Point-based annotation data
┄┄┄┄┄┄

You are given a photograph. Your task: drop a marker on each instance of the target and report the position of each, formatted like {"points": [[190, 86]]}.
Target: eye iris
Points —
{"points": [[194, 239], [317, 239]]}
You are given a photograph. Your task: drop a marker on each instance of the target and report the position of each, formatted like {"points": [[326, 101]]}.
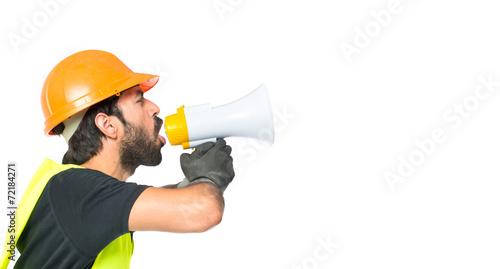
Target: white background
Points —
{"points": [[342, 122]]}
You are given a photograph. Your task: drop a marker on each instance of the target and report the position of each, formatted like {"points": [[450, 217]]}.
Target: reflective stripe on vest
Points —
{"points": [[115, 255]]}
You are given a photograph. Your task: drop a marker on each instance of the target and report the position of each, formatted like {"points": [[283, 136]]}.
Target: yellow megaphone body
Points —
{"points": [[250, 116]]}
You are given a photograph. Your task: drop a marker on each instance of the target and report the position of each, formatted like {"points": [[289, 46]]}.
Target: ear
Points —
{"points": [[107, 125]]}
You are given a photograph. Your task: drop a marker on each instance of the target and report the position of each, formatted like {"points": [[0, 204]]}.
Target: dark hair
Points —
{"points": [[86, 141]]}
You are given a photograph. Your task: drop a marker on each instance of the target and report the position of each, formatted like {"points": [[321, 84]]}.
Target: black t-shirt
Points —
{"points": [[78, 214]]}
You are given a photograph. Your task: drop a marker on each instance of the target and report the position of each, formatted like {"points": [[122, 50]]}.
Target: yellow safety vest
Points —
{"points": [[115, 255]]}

┄┄┄┄┄┄

WHAT YOU WILL DO:
Rewrite the lines above as a JSON list of strings, one string per line, leaving out blank lines. Omit the pictures from your answer.

SOLUTION FOR THIS PROBLEM:
[
  "You are given a photograph. Your task: drop a marker on each instance of the target and report the position of each, formatted like {\"points\": [[190, 86]]}.",
  "Target: eye iris",
  "Points —",
  "{\"points\": [[194, 239], [317, 239]]}",
  "You are given a photograph. Your task: drop a marker on each instance of the target and report the position of each, formatted like {\"points\": [[326, 101]]}.",
  "Target: white background",
  "Points —",
  "{\"points\": [[342, 122]]}",
  "You are given a photograph. Your task: drop a marker on each instance of the target and report the position of each, formatted like {\"points\": [[450, 217]]}.",
  "Target: reflective stripe on vest",
  "Points —",
  "{\"points\": [[115, 255]]}",
  "You are given a photograph. Your task: drop a marker on each instance of the target and report the position of each, formatted like {\"points\": [[283, 136]]}.",
  "Target: yellow megaphone body",
  "Points —",
  "{\"points\": [[250, 116]]}",
  "You are given a photograph. Your task: drop a marker on each instance of the target and report the position of each, formatted like {\"points\": [[289, 46]]}.",
  "Target: ear",
  "Points —",
  "{\"points\": [[107, 125]]}",
  "You are given a photograph. Your task: drop a marker on each instance of the target and report the position of each, formatted like {\"points\": [[0, 204]]}.",
  "Target: dark hair",
  "Points —",
  "{\"points\": [[86, 141]]}",
  "You are given a photograph. Your task: drop a marker on each instance of the target and report the position of each, formatted like {\"points\": [[321, 84]]}.",
  "Target: black t-shirt",
  "Points —",
  "{\"points\": [[78, 214]]}",
  "You are given a photograph. Your task: drop a marker on each instance of the target and report the position of each, formatted like {\"points\": [[122, 50]]}.",
  "Target: yellow safety vest",
  "Points —",
  "{\"points\": [[115, 255]]}"
]